> [Given records]:
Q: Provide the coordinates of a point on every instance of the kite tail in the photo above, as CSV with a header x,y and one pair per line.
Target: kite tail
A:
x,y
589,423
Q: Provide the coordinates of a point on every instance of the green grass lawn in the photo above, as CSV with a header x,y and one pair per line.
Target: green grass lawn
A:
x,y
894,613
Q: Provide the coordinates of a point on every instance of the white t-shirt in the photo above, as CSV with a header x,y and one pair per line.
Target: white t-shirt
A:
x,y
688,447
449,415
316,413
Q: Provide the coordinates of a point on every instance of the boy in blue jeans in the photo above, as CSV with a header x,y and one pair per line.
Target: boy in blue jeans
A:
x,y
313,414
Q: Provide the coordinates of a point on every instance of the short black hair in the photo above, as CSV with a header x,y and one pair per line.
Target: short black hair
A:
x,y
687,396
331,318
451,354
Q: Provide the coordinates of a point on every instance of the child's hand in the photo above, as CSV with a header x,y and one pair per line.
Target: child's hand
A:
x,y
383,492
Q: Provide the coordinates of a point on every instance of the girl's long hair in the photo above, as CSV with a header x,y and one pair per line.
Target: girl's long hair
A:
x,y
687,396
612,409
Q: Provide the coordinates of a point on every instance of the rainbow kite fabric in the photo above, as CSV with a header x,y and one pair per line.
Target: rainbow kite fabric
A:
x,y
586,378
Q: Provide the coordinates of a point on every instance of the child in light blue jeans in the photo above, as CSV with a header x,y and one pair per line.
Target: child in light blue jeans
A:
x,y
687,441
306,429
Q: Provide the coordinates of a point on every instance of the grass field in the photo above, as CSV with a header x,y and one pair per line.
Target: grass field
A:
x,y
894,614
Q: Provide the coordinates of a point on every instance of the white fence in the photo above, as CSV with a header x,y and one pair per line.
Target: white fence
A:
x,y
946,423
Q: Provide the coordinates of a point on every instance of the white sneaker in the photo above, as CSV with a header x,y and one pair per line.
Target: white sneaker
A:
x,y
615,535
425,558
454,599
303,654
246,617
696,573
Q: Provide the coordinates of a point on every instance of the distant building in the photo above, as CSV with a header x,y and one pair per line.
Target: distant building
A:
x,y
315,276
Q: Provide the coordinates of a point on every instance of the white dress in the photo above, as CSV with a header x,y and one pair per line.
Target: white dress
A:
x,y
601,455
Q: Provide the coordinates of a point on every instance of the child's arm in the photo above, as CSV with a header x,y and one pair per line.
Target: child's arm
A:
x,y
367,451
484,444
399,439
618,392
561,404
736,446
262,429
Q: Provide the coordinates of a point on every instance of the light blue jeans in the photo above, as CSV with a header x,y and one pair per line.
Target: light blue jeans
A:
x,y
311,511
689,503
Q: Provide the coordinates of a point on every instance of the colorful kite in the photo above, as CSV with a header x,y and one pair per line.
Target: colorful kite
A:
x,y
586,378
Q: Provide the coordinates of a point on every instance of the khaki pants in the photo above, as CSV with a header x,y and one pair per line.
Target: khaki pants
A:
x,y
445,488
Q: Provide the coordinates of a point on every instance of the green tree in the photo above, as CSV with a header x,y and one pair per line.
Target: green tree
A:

* * *

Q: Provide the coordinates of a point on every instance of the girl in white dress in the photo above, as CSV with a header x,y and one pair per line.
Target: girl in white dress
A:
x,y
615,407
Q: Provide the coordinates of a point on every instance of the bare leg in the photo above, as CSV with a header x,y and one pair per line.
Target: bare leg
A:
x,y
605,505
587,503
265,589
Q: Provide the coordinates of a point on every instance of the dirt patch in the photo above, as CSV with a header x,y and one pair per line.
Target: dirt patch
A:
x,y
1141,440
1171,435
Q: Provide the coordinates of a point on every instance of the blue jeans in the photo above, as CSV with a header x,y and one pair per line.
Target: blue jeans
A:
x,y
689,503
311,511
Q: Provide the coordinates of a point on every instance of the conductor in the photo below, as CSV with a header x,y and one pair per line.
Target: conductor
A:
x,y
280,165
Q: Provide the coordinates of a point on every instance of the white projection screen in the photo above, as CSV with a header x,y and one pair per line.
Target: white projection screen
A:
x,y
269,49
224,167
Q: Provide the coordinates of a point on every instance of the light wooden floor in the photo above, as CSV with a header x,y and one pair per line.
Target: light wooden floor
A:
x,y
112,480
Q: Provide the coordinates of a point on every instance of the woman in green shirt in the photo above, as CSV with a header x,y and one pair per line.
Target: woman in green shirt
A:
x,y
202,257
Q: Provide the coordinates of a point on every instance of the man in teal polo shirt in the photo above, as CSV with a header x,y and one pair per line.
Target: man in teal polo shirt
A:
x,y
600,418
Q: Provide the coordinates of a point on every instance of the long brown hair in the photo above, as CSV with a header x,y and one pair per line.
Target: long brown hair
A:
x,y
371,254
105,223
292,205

...

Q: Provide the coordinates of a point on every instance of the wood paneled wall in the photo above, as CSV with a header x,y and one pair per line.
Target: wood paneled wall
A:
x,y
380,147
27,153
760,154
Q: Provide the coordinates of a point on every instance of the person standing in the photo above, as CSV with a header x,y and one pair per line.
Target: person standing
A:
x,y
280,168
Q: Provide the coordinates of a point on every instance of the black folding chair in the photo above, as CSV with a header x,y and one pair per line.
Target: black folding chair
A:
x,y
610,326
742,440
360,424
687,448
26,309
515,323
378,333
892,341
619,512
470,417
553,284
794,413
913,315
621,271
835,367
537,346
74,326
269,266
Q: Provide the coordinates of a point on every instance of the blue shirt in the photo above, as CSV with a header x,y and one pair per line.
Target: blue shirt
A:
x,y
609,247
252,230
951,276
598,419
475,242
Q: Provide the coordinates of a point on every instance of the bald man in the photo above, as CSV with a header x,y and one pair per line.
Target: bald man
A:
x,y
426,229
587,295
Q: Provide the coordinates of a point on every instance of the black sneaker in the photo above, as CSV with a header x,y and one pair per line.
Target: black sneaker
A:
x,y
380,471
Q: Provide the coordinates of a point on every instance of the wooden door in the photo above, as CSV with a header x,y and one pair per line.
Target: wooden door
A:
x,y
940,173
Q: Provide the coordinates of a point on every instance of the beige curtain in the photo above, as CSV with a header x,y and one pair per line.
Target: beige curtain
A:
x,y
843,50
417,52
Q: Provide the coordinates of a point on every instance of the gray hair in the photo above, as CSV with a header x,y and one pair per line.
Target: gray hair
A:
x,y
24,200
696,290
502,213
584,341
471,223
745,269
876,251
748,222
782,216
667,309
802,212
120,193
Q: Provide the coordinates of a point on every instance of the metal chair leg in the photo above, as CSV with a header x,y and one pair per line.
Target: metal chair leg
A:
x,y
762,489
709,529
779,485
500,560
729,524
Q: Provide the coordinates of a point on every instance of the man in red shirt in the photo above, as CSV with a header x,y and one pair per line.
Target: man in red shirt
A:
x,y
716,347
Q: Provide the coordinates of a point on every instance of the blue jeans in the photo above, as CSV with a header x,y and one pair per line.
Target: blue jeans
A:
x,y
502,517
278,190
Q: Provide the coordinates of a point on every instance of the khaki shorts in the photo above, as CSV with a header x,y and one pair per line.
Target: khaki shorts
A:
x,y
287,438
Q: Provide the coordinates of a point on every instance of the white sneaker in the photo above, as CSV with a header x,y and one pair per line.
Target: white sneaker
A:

> [Directions for this task]: Look above for the line containing "of the kite". Output from there through the line containing "Target: green grass lawn", exactly and inclusively.

> [Your solution]:
Q: Provide the coordinates of a point on every instance of the kite tail in the photo above, as CSV with a header x,y and one pair per line.
Target: kite tail
A:
x,y
589,423
Q: Provide the coordinates of a point on every instance of the green grass lawn in the photo above, as CSV with a header x,y and one pair per line.
Target: green grass lawn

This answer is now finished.